*** Opening TEXT FOR ANALYSIS ***
AD No - buying lead off old church roofs!


'Legs' is the new single, but what of 'Close (To The Edit)'? Were you surprised at its widespread success?

JJ No. I had a dream about it being successful.

AD Yes and no. It sounded great on the radio.

JJ I mean, in my dream, it only got into the Top Twenty. So I was very surprised.

Overall, we were probably more surprised with its success in the American dance charts where we were voted 'Second Most Popular Black Act' in the Billboard chart. That was the biggest shock!

JJ Our record 'Into Battle With' was pretty outrageous compared to what else was going on in America at that time. Having had that amount of success, we thought surely it could happen in Britain, Germany, France Belgium, Sri Lanka...

There was a time when 'Beat Box' was being played up and down the radio stations of America and people were going into studios saying 'I want our record to sound like this'. And most engineers turned around and said, 'What? That bad!' It sounded so awful.

Quality-wise our music is not particularly Hi-Fi and we don't really aim for those sort of heights. All those people who spend a lot of time considering the implications of perfect sampling and perfect sound reproduction, I think, are somewhat misguided.

GL The frequency response of something really doesn't matter at all.

It's how you work within the limitations of the equipment that's important. Whether you record samples on a Walkman or on a digital Sony F1. It's daft to try and take it any further because it won't work.


What are your thoughts on reverb?

GL Love it! Where would the world be without it.

JJ Gary's always fiddling around with the reverb units to try and get good sounds. Well, actually, to be truthful, he uses reverb to rescue the sounds we're throwing at him.

AD It's those little imperfections you know.

JJ Add a twist of reverb and a bit of lemon and you've got a tasty little sound. Reverb is really fundamental to our sounds.

It was only the reverb units which were being used two or three years ago, that basically rescued the Fairlight from an ignominious death because it did sound unbelievably bad. Except there were a few people around like me who knew how to make it sound good.

Do you have a variety of reverbs at your disposal?

JJ We have a satellite dish for really long delays. We haven't actually got the next album's backing tracks back yet. They're all floating around up there somewhere in space. On the SSL mixing desk there's a section called 'time for drop-in' so we have to type in 'one hour' and sit around waiting. And sometimes we miss them completely!

AD It brings a new meaning to the phrase 'Total Recall'.

JJ Gary did tell me the other day that he was thinking about writing a book on the influence of the Kenwood mixer on contemporary pop music.

AD We like mono.

JJ Mono is much underrated.

GL All the Gary Glitter singles were recorded in mono and they sounded great on the radio.

You said earlier that you thought the sound quality of the Fairlight is pretty awful.

GL It's true but it has certain parameters that you can't do without.

AD I would say it has a rock 'n' roll feeling about it.

GL What she means is it distorts things and gives them its own sound, unlike the Synclavier which is very much a 'what goes in comes out' machine. It's very clinical.
*** Closing TEXT FOR ANALYSIS ***
*** Opening RECORD EXCERPTS ***
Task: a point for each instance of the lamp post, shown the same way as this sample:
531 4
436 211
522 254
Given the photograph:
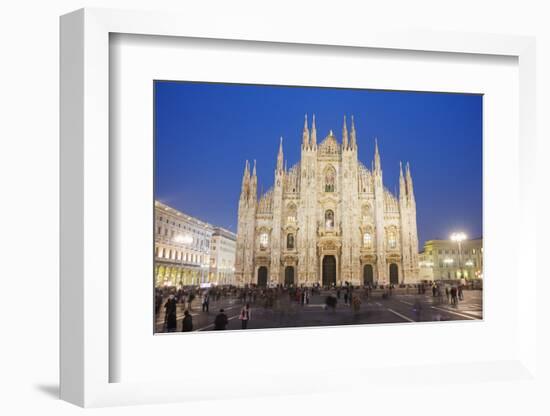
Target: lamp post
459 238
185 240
*** Closing RECORD EXCERPTS ***
*** Opening RECORD EXCERPTS ***
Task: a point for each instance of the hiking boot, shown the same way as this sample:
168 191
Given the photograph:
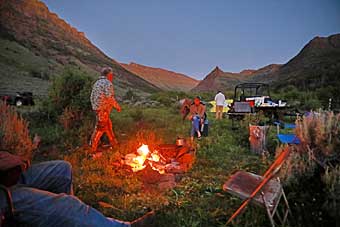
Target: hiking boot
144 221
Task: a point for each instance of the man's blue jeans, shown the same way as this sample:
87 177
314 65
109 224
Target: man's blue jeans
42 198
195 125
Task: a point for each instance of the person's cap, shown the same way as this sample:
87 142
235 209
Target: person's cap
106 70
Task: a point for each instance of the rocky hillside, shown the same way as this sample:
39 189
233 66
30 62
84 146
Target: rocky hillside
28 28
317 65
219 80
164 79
*** Closing RECORD EXCERPTS ***
*** Opening RECORD EXCERPTS ***
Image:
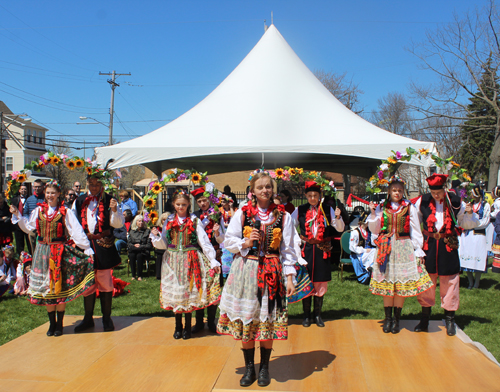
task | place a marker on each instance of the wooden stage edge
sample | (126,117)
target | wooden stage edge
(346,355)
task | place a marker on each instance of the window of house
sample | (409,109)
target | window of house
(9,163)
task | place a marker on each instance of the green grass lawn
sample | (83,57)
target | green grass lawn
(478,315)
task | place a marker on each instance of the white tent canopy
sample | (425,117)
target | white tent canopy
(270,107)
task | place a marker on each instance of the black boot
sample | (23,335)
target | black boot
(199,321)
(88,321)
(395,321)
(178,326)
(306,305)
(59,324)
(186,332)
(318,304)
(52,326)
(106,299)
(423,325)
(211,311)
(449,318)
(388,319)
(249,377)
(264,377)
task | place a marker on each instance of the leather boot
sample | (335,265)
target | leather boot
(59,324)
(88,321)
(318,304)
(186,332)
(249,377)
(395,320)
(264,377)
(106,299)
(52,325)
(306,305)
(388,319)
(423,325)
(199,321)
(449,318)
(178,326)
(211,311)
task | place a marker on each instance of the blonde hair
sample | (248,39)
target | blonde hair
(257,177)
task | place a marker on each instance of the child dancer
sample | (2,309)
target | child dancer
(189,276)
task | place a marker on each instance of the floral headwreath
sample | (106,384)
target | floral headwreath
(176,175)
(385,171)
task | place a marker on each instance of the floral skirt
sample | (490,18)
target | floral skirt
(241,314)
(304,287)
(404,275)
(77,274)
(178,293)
*** Closing RECORD EXCERPTS ***
COMPLETE THE FOLLOWING:
**A)** From the interview about recording and reverb, copy the part that opens with the words containing "It was only" and closes with "We like mono.".
**B)** List every record title that appears in quotation marks in the interview about recording and reverb.
**C)** Go on with the interview about recording and reverb, picking up after its last line.

RESPONSES TO THE EXERCISE:
**A)**
It was only the reverb units which were being used two or three years ago, that basically rescued the Fairlight from an ignominious death because it did sound unbelievably bad. Except there were a few people around like me who knew how to make it sound good.

Do you have a variety of reverbs at your disposal?

JJ We have a satellite dish for really long delays. We haven't actually got the next album's backing tracks back yet. They're all floating around up there somewhere in space. On the SSL mixing desk there's a section called 'time for drop-in' so we have to type in 'one hour' and sit around waiting. And sometimes we miss them completely!

AD It brings a new meaning to the phrase 'Total Recall'.

JJ Gary did tell me the other day that he was thinking about writing a book on the influence of the Kenwood mixer on contemporary pop music.

AD We like mono.

**B)**
- 'Legs'
- 'Close (To The Edit)'
- 'Into Battle With'
- 'Beat Box'

**C)**
JJ We prefer working with a Fairlight though. We use it for those sounds that we know will feel right. If we want a particular vocal quality on a track we might record a real singer or use samples. It goes back to what we said about working within the limitations of the instrument.

Do you do most of your sampling from acoustic sound sources?

JJ Yes. But acoustic in its literal sense.

So you avoid sampling electronic or synthesizer sounds?

AD There's no point. We're always attempting to create new sounds. Occasionally we have sampled a synthesizer.

GL There is one track on the album called 'Snapshots' and that used a lot of synths.

JJ During recording sessions for other bands, when I was programming, I was often asked to sample things like a Roland Jupiter 8, or something, which for me was extremely boring and silly, as it's a fine instrument in its own right.

So, when Gary and I got together, we decided to take things to extremes and sample the cheapest Casiotone keyboards we could find and use them.

GL Where a lot of people go wrong is that they try and make a piece of equipment do what it isn't capable of doing and they just sit down and moan about it. We've realised that there are certain things that can only be done on certain instruments and, therefore, if that's what you want, the only way to go about getting a particular sound is to use that particular instrument.

What are your thoughts on the future of technology in music?

JJ I think that it will come to a point where people are more inclined to start jamming together again on these little synthesizers.

GL It's a bit daunting really. I'm worried about people not communicating and just sitting at home playing with drum machines. What makes a good band is the interaction between the members.

JJ This is what the teenagers are getting wrong. I think if they interact more with other musicians they'll find it a lot more fun.

What about your public image?

AD The reason we don't show our faces is because there's a tendency for the music industry to sign haircut-and-faces bands with no regard for the music.

JJ I didn't want to be on television and I just can't wear make-up!

AD We simply want people to listen to the music.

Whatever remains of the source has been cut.